Afirmam várias vertentes religiosas: um momento de “regeneração” do humano. “Regeneração” de quem? Dos humanos, ouvimos como resposta. Quem serão os “regenerados”: os que vivem ou os que morrem? Mas, e as livrarias? Morrerão? Substituídas por outros suportes de leitura que torna o livro obsoleto. Uma cidade, um lugarejo, sem livrarias? Será a morte delas?
Como não conhecemos o mundo na sua totalidade, nas suas minúcias, nos seus mistérios, há diversos modos de livrarias existirem. Antes da página havia o palco, como escreve Roger Chartier. Cervantes, Shakespeare e outros apresentaram suas obras literárias como peças, em palcos. O “povo” via e ouvia, aplausos ou vaias. Passaram às páginas. Suas obras estão por aí, em diversos idiomas, para serem lidas e apresentadas em peças teatrais ou filmes. Costuma-se dizer “gostei” ou “não gostei”, substituindo os “aplausos” ou “vaias”,ao final da apresentação. A escrita, ao ser introduzida na vida dos humanos, passou a ser objeto de curiosidade, estudos, pesquisas, prazer, distração. Graças a Gutemberg, o livro expandiu-se, porém, do século XX e XXI, outros suportes estão maciçamente substituindo os livrosfísicos: e-book, internet.
Livros “físicos”, e-book ou internet? Prefiro os “físicos”. Estes têm cor, cheiro, até gosto, caso ampliarmos a palavra “gosto”. Caso tenhamos algum livro “físico” de sebos (no Brasil são livros que foram vendidos por quem os possuía) podemos encontrar assinaturas, observações e o nosso “imaginário” pode ir além do escrito e conhecermos um pouco de quem o teve nas mãos antes de nós.

_DADOS FORNECIDOS:_

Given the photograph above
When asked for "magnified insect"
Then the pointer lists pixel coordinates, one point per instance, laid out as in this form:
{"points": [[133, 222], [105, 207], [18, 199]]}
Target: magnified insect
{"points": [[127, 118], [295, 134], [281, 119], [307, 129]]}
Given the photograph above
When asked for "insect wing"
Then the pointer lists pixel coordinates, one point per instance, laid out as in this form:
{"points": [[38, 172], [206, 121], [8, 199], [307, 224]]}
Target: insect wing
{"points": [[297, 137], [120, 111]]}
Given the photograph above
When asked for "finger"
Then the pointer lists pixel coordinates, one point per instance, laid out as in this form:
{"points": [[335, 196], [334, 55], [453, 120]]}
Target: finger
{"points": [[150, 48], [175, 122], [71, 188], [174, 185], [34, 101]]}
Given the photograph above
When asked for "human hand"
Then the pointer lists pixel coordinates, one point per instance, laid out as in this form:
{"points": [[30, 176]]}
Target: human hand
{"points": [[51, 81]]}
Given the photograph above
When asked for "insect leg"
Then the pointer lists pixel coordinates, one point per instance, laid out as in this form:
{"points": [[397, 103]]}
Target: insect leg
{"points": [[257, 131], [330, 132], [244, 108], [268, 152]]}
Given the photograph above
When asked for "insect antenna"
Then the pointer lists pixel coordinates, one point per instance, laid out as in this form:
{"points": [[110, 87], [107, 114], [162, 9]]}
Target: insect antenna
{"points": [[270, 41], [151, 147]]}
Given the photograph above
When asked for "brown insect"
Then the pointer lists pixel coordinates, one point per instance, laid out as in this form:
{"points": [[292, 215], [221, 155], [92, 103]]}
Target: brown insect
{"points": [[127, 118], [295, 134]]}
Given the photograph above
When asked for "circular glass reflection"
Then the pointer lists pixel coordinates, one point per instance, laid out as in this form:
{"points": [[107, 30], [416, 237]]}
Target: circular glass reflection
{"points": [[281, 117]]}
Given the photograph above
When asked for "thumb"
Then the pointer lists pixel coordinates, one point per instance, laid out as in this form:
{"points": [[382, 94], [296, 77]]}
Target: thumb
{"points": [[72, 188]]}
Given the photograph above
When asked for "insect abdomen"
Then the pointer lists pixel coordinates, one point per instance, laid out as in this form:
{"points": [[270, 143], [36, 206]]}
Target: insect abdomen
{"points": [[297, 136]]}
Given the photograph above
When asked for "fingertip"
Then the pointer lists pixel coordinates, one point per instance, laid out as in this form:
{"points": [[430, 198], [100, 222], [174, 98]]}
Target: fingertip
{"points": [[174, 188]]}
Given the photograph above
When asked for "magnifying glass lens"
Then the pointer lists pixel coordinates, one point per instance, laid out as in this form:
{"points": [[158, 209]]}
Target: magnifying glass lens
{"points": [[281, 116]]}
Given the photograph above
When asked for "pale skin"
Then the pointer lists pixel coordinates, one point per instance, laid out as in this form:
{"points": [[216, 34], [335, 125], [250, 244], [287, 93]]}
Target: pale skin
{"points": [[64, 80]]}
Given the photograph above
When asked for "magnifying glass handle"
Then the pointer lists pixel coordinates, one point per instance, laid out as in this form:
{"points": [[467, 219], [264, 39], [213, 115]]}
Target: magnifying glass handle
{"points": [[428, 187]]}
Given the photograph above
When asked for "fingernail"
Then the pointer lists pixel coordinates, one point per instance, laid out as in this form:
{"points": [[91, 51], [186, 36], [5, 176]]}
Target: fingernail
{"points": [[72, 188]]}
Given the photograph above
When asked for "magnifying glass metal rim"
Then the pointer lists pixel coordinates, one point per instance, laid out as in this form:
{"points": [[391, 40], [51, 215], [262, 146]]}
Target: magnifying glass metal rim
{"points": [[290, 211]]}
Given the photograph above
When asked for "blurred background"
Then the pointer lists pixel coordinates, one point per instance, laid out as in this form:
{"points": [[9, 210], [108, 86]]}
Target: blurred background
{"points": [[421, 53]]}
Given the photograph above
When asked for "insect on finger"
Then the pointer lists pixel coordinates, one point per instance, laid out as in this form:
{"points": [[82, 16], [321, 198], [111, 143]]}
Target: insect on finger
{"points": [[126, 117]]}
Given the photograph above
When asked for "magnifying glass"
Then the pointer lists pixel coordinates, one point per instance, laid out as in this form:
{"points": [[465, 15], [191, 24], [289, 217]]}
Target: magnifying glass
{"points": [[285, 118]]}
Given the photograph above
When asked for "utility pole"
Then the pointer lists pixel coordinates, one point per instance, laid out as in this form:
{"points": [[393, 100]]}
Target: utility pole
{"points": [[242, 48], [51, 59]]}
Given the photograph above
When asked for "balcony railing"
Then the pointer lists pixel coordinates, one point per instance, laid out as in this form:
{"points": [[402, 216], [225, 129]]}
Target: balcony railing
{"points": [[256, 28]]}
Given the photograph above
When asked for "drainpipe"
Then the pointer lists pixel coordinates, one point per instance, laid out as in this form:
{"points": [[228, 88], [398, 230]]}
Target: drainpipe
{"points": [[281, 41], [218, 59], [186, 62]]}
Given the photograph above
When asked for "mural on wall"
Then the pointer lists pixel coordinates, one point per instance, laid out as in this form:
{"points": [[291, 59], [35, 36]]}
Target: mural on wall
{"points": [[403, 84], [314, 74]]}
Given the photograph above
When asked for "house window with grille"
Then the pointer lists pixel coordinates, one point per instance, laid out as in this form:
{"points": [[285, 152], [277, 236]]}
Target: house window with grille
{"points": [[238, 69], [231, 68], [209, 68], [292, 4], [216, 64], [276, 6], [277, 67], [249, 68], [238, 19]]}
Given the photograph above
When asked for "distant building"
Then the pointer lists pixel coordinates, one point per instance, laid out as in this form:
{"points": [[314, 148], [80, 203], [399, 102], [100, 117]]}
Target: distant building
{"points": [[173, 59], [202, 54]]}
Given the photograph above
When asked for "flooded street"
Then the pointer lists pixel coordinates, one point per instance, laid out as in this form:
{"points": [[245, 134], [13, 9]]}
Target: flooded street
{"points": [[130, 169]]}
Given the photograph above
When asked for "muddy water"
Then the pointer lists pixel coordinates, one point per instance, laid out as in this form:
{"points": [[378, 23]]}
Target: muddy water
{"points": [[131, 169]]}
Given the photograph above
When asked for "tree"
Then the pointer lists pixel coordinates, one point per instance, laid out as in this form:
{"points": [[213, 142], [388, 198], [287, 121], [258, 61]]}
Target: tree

_O QUE SE PEDE:_
**1)** Responda às perguntas sobre o texto a respeito de livrarias e livros:
(a) Quem escreveu que antes da página havia o palco?
(b) Que suportes estão substituindo maciçamente os livros físicos desde o século XX?
(c) O que se pode encontrar num livro físico vindo de sebo?
**2)** Prossiga com o texto sobre livrarias e livros a partir do ponto em que ele para.

_RESPOSTAS DO EXERCÍCIO:_
**1)**
(a) Roger Chartier.
(b) O e-book e a internet.
(c) Assinaturas e observações de quem o possuía antes.

**2)**
Costuma-se apontar como a mais antiga livraria do mundo a Bertrand, 1732 no Chiado -Portugal. Podemos “inventar”, pois aparece como refúgio de escritores, revolucionários e conspiradores. Esta livraria foi destruída no terremoto de 1975 em Lisboa. Em 1773 ressurge das cinzas e hoje há uma rede de livrarias Bertrand. No Brasil há muitas compreensões de quando surgiram as livrarias, mas sabemos, se caminharmos no século XIX e XX, que eram, também, lugar de encontro de escritores, cronistas, jornalistas e muito discutia-se.
Antes das livrarias, onde estavam os livros? Onde estão até hoje: conventos, bibliotecas públicas, bibliotecas particulares, castelos, universidades, entre outros lugares. Há algum tempo estão nas ruas das cidades e lugarejos, seja em bancas grandes ou pequenas. Encontramos todo tipo de livros.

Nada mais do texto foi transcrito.